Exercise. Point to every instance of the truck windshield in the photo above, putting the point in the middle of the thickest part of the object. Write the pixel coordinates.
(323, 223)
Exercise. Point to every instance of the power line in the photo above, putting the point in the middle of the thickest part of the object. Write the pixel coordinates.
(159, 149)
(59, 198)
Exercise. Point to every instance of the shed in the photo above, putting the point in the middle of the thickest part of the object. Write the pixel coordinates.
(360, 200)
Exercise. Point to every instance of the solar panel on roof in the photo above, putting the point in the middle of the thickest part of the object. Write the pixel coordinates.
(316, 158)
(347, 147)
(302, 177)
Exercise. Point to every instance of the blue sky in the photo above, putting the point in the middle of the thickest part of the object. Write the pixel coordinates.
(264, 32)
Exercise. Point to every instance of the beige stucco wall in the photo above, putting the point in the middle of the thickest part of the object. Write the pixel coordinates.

···

■ Stated task:
Print the entries exactly. Include every one.

■ Finished task:
Exercise. Point to every instance of the truck windshield in the photo above, putting the point in the middle of the thickest part of the object. Write the pixel coordinates.
(323, 223)
Exercise. Point to every instance of the power line in the photo above, putting the point in the middle of the thickest part of the object. Write the pixel coordinates.
(159, 149)
(59, 198)
Exercise. Point to every instance of the shed in the photo above, putting the point in the middle of the thickest part of the object. Write the pixel coordinates.
(360, 200)
Exercise. Point to every instance of the solar panel on roof in the photo above, putting the point in the middle of the thickest part of the object. Write the pixel coordinates.
(316, 158)
(347, 147)
(302, 177)
Exercise. Point to every instance of the blue sky in the photo above, putting the point in the middle of the thickest part of the object. Write the pixel coordinates.
(264, 32)
Exercise. Point to every instance of the beige stucco wall in the photo above, putting the point in the middle of the thickest part of the object. Write the pixel coordinates.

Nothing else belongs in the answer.